RECORDS SHOWN:

## begin

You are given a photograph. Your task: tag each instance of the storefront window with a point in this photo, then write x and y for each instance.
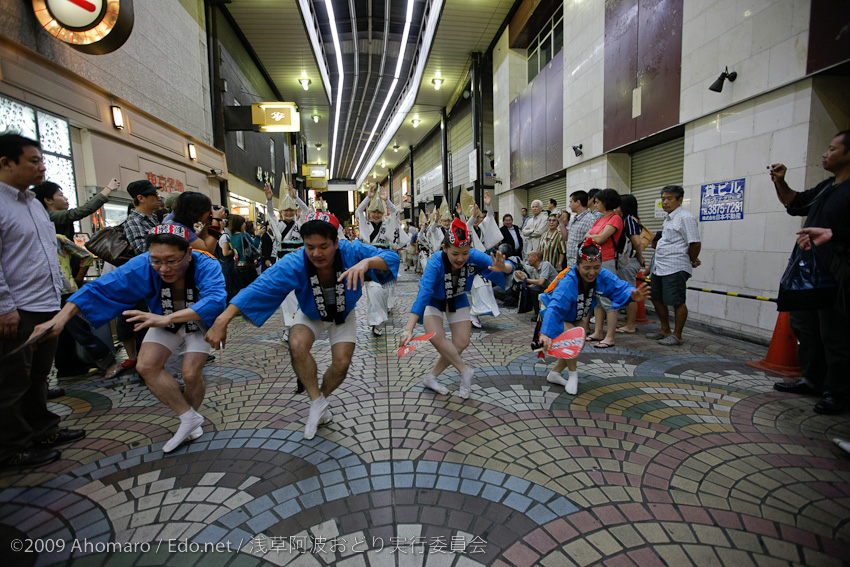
(53, 133)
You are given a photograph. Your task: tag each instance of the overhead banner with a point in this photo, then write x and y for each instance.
(722, 201)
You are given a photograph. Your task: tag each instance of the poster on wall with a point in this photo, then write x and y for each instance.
(722, 201)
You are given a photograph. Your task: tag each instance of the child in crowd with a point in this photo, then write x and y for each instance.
(442, 290)
(570, 300)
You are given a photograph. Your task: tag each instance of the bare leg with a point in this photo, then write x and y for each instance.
(680, 312)
(301, 340)
(340, 360)
(664, 317)
(598, 333)
(151, 366)
(449, 350)
(192, 370)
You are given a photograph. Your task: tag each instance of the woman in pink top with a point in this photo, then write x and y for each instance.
(606, 231)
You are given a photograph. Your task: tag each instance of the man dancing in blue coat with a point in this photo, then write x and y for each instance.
(327, 276)
(185, 292)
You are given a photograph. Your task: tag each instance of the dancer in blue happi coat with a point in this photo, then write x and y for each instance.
(327, 277)
(443, 290)
(185, 292)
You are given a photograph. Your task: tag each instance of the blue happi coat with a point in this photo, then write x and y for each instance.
(262, 298)
(432, 289)
(109, 295)
(561, 302)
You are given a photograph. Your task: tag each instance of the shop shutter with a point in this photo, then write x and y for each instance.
(652, 169)
(555, 189)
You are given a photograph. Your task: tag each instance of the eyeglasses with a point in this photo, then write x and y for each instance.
(167, 264)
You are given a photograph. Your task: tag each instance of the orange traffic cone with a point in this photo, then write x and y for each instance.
(641, 318)
(782, 354)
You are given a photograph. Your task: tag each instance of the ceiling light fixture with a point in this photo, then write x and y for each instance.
(117, 117)
(403, 107)
(407, 19)
(341, 73)
(717, 86)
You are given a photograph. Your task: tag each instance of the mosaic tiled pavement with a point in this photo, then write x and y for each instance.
(667, 456)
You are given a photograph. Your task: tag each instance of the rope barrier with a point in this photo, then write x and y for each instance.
(727, 293)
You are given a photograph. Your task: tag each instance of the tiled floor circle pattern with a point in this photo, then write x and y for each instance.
(667, 456)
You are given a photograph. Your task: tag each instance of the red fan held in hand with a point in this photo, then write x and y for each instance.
(415, 343)
(568, 344)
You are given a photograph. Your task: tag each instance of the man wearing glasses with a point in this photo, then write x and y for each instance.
(185, 292)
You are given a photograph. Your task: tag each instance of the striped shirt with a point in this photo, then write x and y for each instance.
(30, 277)
(680, 229)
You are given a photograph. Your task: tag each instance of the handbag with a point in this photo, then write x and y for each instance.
(111, 245)
(524, 299)
(806, 284)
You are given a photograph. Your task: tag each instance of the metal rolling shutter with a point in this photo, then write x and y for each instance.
(652, 169)
(555, 189)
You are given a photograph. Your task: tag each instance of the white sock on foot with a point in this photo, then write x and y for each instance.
(317, 410)
(466, 382)
(556, 378)
(431, 383)
(189, 421)
(572, 384)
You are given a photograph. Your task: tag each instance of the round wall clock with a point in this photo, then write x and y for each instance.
(90, 26)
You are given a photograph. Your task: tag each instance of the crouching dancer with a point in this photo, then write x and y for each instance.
(185, 292)
(327, 276)
(442, 290)
(569, 302)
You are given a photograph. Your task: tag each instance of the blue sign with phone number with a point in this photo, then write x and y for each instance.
(722, 201)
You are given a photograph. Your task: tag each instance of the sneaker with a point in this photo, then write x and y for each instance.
(63, 436)
(31, 458)
(555, 378)
(572, 385)
(189, 422)
(431, 383)
(317, 411)
(466, 383)
(326, 418)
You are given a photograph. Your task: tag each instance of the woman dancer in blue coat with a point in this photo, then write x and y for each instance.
(442, 290)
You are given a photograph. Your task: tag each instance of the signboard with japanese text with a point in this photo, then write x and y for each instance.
(722, 201)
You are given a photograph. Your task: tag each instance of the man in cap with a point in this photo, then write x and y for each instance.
(327, 276)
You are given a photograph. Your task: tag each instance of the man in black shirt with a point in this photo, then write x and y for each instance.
(823, 331)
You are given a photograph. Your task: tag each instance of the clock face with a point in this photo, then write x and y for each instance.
(90, 26)
(77, 14)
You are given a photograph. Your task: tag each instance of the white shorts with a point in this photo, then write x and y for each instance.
(192, 342)
(345, 333)
(458, 316)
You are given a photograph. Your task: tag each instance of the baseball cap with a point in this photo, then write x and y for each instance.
(142, 187)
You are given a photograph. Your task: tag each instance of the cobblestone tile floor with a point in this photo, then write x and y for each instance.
(667, 456)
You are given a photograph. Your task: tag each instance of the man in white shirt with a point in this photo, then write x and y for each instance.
(30, 280)
(535, 228)
(676, 255)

## end

WRITTEN EXERCISE:
Convert the records, from the line containing "of the signboard" through their end, into a JSON list of strings with one string per line and no blank lines.

WRITTEN RESPONSE:
[
  "You are given a photograph. Your task: tag each instance of the signboard with japanese text with a point in this photo, then write x and y for each instance.",
  "(722, 201)",
  "You are given a photograph. Your task: tag each instance of the man in cap with a point in this photo, then write x and y for each instance.",
  "(327, 276)",
  "You are given a photograph. Your task: tag each instance of the man in black shirt with a point in this photo, then write x and y for each instance.",
  "(823, 331)",
  "You are given a photograph. Your task: tag each instance of the clock face with a point in this photo, then write x and y for each instance.",
  "(90, 26)",
  "(77, 14)",
  "You are given a photograph. Your task: tag each instance of the white shorts with a point in this photo, then write x and y for each instance.",
  "(192, 342)",
  "(345, 333)",
  "(458, 316)",
  "You are given a photograph. Your task: tag each instance of the baseball cap with a point in this photo, then write x and y for each instance.",
  "(142, 187)",
  "You are given a photograph. Your task: tag each instance of the cobblestone tile floor with a point in this photo, then write x and y for each instance.",
  "(667, 456)",
  "You are given a photograph. Your task: tag each instance of the man in white shirt with a point in this photo, then write x and y for each instance.",
  "(30, 280)",
  "(535, 228)",
  "(676, 255)"
]